YOUR INSTRUCTIONS => Reproduce the records below word for word, starting at the line that contains "find | blurred green background" and continuing through the last line of the records.

SUPPLIED DATA =>
* * * * *

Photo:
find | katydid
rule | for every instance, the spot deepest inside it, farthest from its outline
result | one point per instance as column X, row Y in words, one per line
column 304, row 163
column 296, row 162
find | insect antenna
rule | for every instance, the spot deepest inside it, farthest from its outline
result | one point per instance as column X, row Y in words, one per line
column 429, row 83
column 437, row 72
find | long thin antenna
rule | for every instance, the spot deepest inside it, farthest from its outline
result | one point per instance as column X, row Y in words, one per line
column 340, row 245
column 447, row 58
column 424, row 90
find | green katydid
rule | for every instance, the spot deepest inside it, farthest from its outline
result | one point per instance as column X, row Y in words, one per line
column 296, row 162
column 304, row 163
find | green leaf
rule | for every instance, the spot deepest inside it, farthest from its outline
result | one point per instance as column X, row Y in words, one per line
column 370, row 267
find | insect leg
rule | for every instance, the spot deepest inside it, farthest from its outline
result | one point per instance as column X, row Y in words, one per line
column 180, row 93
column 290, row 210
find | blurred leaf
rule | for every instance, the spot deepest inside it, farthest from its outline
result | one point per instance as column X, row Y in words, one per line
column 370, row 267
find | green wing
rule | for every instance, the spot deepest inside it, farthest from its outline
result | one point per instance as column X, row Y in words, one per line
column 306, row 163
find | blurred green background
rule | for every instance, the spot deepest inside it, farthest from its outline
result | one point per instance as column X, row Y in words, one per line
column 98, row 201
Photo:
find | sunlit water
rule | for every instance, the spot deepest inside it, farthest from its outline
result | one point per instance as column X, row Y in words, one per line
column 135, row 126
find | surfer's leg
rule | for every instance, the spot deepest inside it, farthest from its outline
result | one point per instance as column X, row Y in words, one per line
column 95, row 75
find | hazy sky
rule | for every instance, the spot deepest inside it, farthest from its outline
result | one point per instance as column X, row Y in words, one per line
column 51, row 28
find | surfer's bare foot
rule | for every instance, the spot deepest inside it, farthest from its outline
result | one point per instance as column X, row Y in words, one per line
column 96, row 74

* * * * *

RESPONSE TO THIS TASK =>
find | blurred green background
rule | for every instance, the spot deepest inside it, farthest from its outline
result | one point per instance as column X, row Y in words, one per line
column 98, row 201
Photo:
find | sunlit water
rule | for every instance, the spot deepest inside it, farthest from its outline
result | one point per instance as column X, row Y in words, one per line
column 135, row 126
find | surfer's leg
rule | for every instance, the spot deepest inside it, farthest from its outline
result | one point per instance as column X, row Y in words, one per line
column 95, row 75
find | hazy sky
rule | for every instance, the spot deepest inside it, farthest from its outline
result | one point per instance as column X, row Y in words, one per line
column 51, row 28
find | surfer's bare foot
rule | for every instance, the spot deepest inside it, farthest from its outline
result | one point per instance as column X, row Y in words, one per line
column 96, row 74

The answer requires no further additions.